(GIVEN TEXT)
BEGIN
The next day, after dropping their bombs and heading back to base, Bruce and his crew picked up Axis Sally’s radio broadcast, in which she commented on the Officers’ Club of the 782 Bomb Squadron near completion, and about the tight formation his group were flying. She went on to say that one day soon they could expect a visit from the German Luftwaffe. Minutes later, German fighters attacked the formation with devastating results.

“That night in the Officers’ Club, we were twenty men short.” Bruce said. “Five airplanes failed to return.”

As the Allied invasion forces moved north, Zucca fled with the German and Italian troops, eventually broadcasting out of Milan. When the war ended, she hid out in her uncle’s home until arrested June 5, 1945. The Allies chose not to prosecute her for treason because she had renounced her American citizenship prior to broadcasting. But the Italians put her on trial for collaboration charges. She was sentenced to four years, five months in prison, but was released after serving only nine months. Banned from returning to the United States, she lived her remaining years in Italy until she died in 1998.
END
(DIRECTIONS) Write the next part of the account of Axis Sally above, starting right after its final sentence. The rows that come next are separate material, unrelated to the account of Axis Sally.

Data drawn from a collection
BEGIN
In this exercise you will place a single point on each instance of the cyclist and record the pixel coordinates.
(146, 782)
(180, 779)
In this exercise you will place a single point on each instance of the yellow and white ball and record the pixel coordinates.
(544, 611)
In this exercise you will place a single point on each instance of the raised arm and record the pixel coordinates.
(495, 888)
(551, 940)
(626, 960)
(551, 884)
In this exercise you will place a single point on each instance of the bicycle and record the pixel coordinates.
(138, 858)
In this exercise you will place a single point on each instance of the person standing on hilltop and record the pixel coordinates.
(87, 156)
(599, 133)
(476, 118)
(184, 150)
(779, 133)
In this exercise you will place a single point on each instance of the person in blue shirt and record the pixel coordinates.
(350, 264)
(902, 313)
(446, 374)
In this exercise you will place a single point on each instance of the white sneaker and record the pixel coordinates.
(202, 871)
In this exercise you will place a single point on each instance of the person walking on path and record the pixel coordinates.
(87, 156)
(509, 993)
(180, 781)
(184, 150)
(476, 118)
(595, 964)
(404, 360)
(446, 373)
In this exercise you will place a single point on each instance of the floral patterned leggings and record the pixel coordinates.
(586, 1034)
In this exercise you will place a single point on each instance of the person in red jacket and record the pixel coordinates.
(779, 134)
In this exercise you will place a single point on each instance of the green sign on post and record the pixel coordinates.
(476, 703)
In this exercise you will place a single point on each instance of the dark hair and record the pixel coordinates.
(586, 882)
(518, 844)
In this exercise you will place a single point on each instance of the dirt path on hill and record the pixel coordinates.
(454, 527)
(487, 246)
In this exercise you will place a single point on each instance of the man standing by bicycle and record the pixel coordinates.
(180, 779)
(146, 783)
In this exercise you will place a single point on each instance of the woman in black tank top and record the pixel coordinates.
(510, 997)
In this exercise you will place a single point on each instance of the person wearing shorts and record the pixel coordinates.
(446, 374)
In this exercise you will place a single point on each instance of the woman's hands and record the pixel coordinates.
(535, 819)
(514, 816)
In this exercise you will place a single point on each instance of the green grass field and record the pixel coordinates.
END
(REPLY)
Tokyo Rose
plied her trade in another part of the world: the South Pacific. Her real name was Iva Toguri. Born July 4, 1916 in Los Angeles, California to Japanese immigrants, Iva was raised a Christian. A registered Republican, she graduated from UCLA with a degree in zoology in 1940.

Iva Toguri mugshot, 1946
(U.S. Public Domain)
In July, 1941 she sailed to Japan to visit a sick aunt. But the war intervened when the Japanese attacked Pearl Harbor on December 7, 1941, leaving her stranded overseas.  Meanwhile, the Japanese secret police paid Toguri a visit and pressured her to forsake her American citizenship. She refused and was declared an enemy of the state, denying her any chance of obtaining ration cards. With no money, Toguri took a typist job first with Domei News Agency, then Radio Tokyo. In late-1943, she was hand-picked for a 75-minute-long program called The Zero Hour, in which she performed comedy sketches, introduced popular American music that the American forces thoroughly enjoyed, and gave news announcements. Her own average time was about 20 minutes each program.

Using the name “Ann” and later “Orphan Annie,” she made 340 broadcasts in all, and at no time did she call herself Tokyo Rose: the name was a GI invention. Her producer, a captured Australian Army officer who had previous broadcasting experience, and other captured Allied service men controlled the scripts and made sure Toguri did not say anything damaging against her home country, the United States.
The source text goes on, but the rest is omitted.